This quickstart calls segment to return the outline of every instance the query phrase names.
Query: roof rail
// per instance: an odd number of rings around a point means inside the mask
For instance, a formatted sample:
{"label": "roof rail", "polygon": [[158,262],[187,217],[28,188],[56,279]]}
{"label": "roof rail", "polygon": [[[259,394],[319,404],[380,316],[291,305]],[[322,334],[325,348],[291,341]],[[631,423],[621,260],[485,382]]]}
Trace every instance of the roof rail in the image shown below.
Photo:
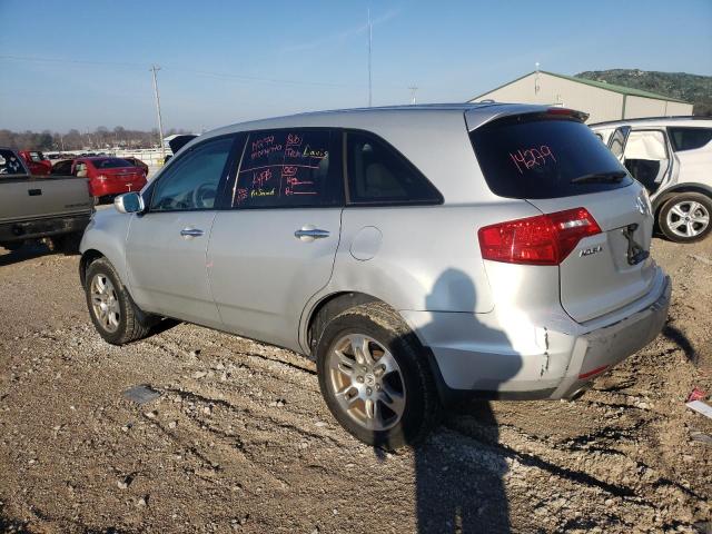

**Problem:**
Repeat all of the entries above word for word, and leave out the pictures.

**Exercise answer:**
This quickstart calls segment to return the outline of every instance the query phrase names.
Query: roof rail
// per instance: an odd number of rings around a point means inside the mask
For instance, a formatted sample:
{"label": "roof rail", "polygon": [[158,262],[187,217],[28,188],[56,279]]}
{"label": "roof rail", "polygon": [[[259,394],[319,404],[380,316],[291,305]],[[322,334],[325,348],[291,341]],[[631,423],[621,260],[485,382]]]}
Trace every instance of the roof rail in the image shown below.
Photo:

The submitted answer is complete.